#### [Written problem A]
From the text on HMRC enforcement visits, list the checks a business should make when a field force officer or third-party bailiff visits.
#### [Written problem B]
In the text on HMRC enforcement visits, after goods are placed under a controlled goods agreement, how long does the business have to pay the outstanding bill?

* begin Provided text *

Now that the gloves are off in respect of debt collection, taxpayers are receiving unannounced visits from HMRC’s enforcement teams – the so-called field force. Enforcement officers are employed by HMRC and will carry appropriate identity cards. Bailiffs work for third parties engaged by HMRC to enforce debts on limited companies. High Court Enforcement Officers (HCEOs) are different from HMRC instructed bailiffs and have the power to enter a business premises to attempt to recover goods to the value of the debt and place these under a controlled goods agreement. The business then has a further seven days to pay the outstanding bill (to which an additional charge will have been added because of the enforcement action). If it fails to do so the HCEO will return to the premises to seize the goods and sell them at auction. HCEOs are not entitled to seize personal goods as the assets of the company are entirely separate from the personal assets of any employees or directors.

Unaware or incorrect?

Depending on who HMRC first comes into contact with at an employer’s premises it may be that the person concerned is totally unaware that the business owes any money. This can cause considerable reputational damage and embarrassment particularly as it often turns out that HMRC has incorrectly instructed the bailiffs/enforcement officers to enforce on a debt that doesn’t exist. So the main thing is to ensure that all reception staff understand that they should not panic and it may be an erroneous visit, but that a senior figure in the business should be notified immediately that the officials are on site. As bailiffs work for third parties instructed by HMRC, they may be unaware of any background to the issue as they have simply been asked to collect a debt. It often transpires that information has not been processed properly or payments correctly allocated by HMRC so there is no debt to enforce.

Who are they?

Whether the visit is from a field force officer or third party bailiff you should:

  • ask to see their ID card to prove that they are from HMRC
  • ask to see their enforcement agent certificate, ID card or badge
  • check they are certified on the Ministry of Justice Bailiff register.

Your rights

Taxpayers are not obliged to let HMRC bailiffs into their business premises, unless they have a court order to that effect, and can simply ask them to leave a copy of the letter from HMRC’s Debt Management and Banking department which will set out the reasons for the visit. If the business has an accountant or tax advisor they should be alerted immediately that HMRC bailiffs or enforcement officers have arrived on site. If the official is already on site and has made themselves known to a member of staff they can still be asked to leave, there are no legal or financial repercussions in doing this.

Pro advice. If the business is big enough to have a customer compliance manager (CCM), they should be contacted immediately and asked to investigate. The officials are not entitled to take away any documentation without the employer’s consent and if they are permitted to take away documentation they must leave a receipt.

If the bailiffs or HMRC field officers arrive, it often transpires that the information they’ve been given is incorrect and there’s no debt due. So, check the paperwork carefully. Ask for valid ID and co-operate fully.

* end Provided text *
* begin Stored data *

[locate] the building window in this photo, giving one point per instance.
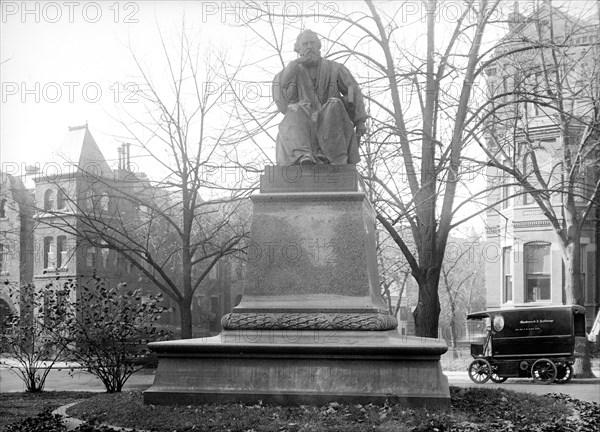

* end Stored data *

#### [Exercise output A]
- Ask to see their ID card to prove that they are from HMRC.
- Ask to see their enforcement agent certificate, ID card or badge.
- Check they are certified on the Ministry of Justice Bailiff register.

#### [Exercise output B]
A further seven days.